* _Gestellte Aufgabe a_:
Kannst du alles vom Anfang der Auflistung bis hinunter zur Zeile mit „pixel 49 30“, beide Enden eingeschlossen, aktualisieren, indem du „patterned tile floor“ durch „checkered tile floor“ ersetzt und alles Übrige unverändert lässt? Die Bilder sollen in deiner Antwort fehlen.

* _Vorliegender Text_:
Ein
neues Pfingsten in der Kirche
"Der
Beistand aber, der Heilige Geist,
den der Vater in meinem Namen senden wird,
wird euch alles lehren und euch an alles erinnern,
was ich euch gesagt habe" (Joh 14, 26).
Schwierige
Lage der Kirche
Ausgelöst durch die Anschuldigungen der letzten Wochen gegen Kardinal Groër sind in der Öffentlichkeit seit längerem angestaute
Frustrationen massiv zutage getreten. Aggressive Artikel und Leserbriefe, wie
sie noch vor wenigen Jahren kaum denkbar waren und nur selten vorkamen, gehören
derzeit beinahe zum Alltäglichen. Eine seit langem nicht mehr da gewesene
Verunsicherung greift immer stärker unter den Gläubigen um sich. Viele sind
entmutigt, andere verbittert. Manche sehen sich veranlasst, die Kirche zu verlassen,
wobei allerdings die wahren Motive für diesen Schritt nicht immer klar sind.
Meistens ist ihm eine schon seit längerem bestehende Entfremdung von der
Glaubenspraxis vorausgegangen. Andere erheben lautstark die Forderung nach
Änderungen. Ein "Kirchenvolks-Begehren" wurde gestartet. Die
Gegenreaktionen jener, die mit den Forderungen dieses
"Kirchenvolks-Begehrens" nicht einverstanden sind, können nicht
ausbleiben, weil zumindest in manchen Punkten, die gefordert werden, die Treue
zur Kirche auf dem Spiel steht. Die bereits bestehende Polarisierung unter den
Gläubigen wird dadurch in nächster Zeit wohl aber verschärft werden, verbunden
mit allen Nachteilen, die dies mit sich bringt: Schon jetzt ist es in gewissen
Kreisen wegen der negativen Grundstimmung dem kirchlichen Lehramt gegenüber
fast unmöglich, die in den letzten Jahren wiederholt vorgelegten Klärungen
mancher strittiger Fragen sachlich darzulegen. Die Emotionalisierung bestimmter
Themen erschwert das Gespräch. Die Gräben zwischen den verschiedenen Lagern
werden vertieft bis zur Gefahr der Spaltung.

* _Datenauflistung_:
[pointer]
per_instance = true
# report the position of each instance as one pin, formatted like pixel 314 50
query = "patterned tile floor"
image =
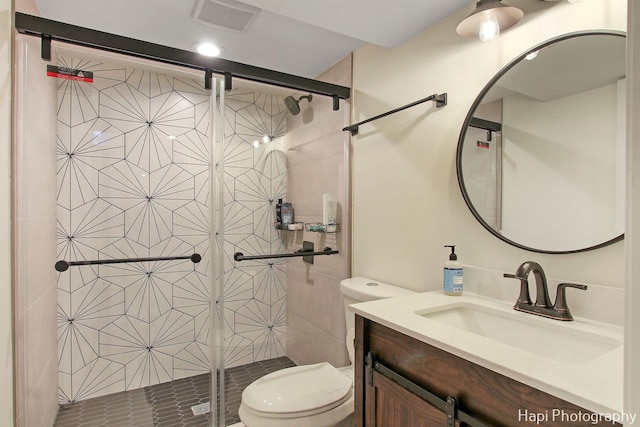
pixel 166 405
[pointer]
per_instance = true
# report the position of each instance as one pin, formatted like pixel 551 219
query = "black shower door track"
pixel 49 30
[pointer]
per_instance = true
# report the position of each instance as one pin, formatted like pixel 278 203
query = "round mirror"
pixel 540 157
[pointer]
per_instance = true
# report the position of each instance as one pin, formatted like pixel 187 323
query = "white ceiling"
pixel 300 37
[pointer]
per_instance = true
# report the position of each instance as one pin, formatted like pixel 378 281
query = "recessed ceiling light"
pixel 208 49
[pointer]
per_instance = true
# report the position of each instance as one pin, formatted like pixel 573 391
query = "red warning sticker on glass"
pixel 69 73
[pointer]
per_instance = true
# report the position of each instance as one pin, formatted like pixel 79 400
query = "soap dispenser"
pixel 453 273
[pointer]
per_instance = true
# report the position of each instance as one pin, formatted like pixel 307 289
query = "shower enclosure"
pixel 145 182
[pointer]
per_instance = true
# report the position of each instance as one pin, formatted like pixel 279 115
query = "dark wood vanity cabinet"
pixel 492 398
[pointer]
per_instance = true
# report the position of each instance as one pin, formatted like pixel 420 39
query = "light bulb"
pixel 532 56
pixel 208 49
pixel 490 28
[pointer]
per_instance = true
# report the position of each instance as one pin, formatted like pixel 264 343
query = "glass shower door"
pixel 136 180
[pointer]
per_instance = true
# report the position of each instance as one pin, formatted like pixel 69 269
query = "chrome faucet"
pixel 542 306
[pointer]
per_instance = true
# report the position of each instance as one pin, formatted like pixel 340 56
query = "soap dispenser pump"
pixel 453 274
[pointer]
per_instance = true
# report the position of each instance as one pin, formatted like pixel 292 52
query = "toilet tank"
pixel 361 289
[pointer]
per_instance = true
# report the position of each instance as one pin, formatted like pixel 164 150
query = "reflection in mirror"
pixel 541 153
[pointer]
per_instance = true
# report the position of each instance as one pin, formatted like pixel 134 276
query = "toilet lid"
pixel 298 389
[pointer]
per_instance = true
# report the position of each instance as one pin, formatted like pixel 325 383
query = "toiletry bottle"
pixel 279 214
pixel 287 215
pixel 452 274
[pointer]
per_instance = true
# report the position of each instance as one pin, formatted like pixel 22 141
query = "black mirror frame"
pixel 467 121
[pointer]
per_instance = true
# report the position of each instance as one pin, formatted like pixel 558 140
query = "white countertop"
pixel 595 385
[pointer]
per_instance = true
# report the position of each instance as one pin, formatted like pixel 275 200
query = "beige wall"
pixel 318 162
pixel 6 321
pixel 632 293
pixel 407 203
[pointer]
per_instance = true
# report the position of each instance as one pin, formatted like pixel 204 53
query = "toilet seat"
pixel 298 391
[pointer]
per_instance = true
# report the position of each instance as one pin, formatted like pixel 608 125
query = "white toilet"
pixel 316 395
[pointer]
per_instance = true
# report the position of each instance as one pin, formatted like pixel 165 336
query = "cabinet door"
pixel 388 404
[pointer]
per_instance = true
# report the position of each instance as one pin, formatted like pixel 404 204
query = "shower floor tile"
pixel 167 404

* _Gestellte Aufgabe b_:
Gib den Text über das neue Pfingsten in der Kirche noch einmal vollständig und unverändert wieder.

* _Vollständige Antwort a_:
[pointer]
per_instance = true
# report the position of each instance as one pin, formatted like pixel 314 50
query = "checkered tile floor"
image =
pixel 166 405
[pointer]
per_instance = true
# report the position of each instance as one pin, formatted like pixel 551 219
query = "black shower door track"
pixel 49 30

* _Vollständige Antwort b_:
Ein
neues Pfingsten in der Kirche
"Der
Beistand aber, der Heilige Geist,
den der Vater in meinem Namen senden wird,
wird euch alles lehren und euch an alles erinnern,
was ich euch gesagt habe" (Joh 14, 26).
Schwierige
Lage der Kirche
Ausgelöst durch die Anschuldigungen der letzten Wochen gegen Kardinal Groër sind in der Öffentlichkeit seit längerem angestaute
Frustrationen massiv zutage getreten. Aggressive Artikel und Leserbriefe, wie
sie noch vor wenigen Jahren kaum denkbar waren und nur selten vorkamen, gehören
derzeit beinahe zum Alltäglichen. Eine seit langem nicht mehr da gewesene
Verunsicherung greift immer stärker unter den Gläubigen um sich. Viele sind
entmutigt, andere verbittert. Manche sehen sich veranlasst, die Kirche zu verlassen,
wobei allerdings die wahren Motive für diesen Schritt nicht immer klar sind.
Meistens ist ihm eine schon seit längerem bestehende Entfremdung von der
Glaubenspraxis vorausgegangen. Andere erheben lautstark die Forderung nach
Änderungen. Ein "Kirchenvolks-Begehren" wurde gestartet. Die
Gegenreaktionen jener, die mit den Forderungen dieses
"Kirchenvolks-Begehrens" nicht einverstanden sind, können nicht
ausbleiben, weil zumindest in manchen Punkten, die gefordert werden, die Treue
zur Kirche auf dem Spiel steht. Die bereits bestehende Polarisierung unter den
Gläubigen wird dadurch in nächster Zeit wohl aber verschärft werden, verbunden
mit allen Nachteilen, die dies mit sich bringt: Schon jetzt ist es in gewissen
Kreisen wegen der negativen Grundstimmung dem kirchlichen Lehramt gegenüber
fast unmöglich, die in den letzten Jahren wiederholt vorgelegten Klärungen
mancher strittiger Fragen sachlich darzulegen. Die Emotionalisierung bestimmter
Themen erschwert das Gespräch. Die Gräben zwischen den verschiedenen Lagern
werden vertieft bis zur Gefahr der Spaltung.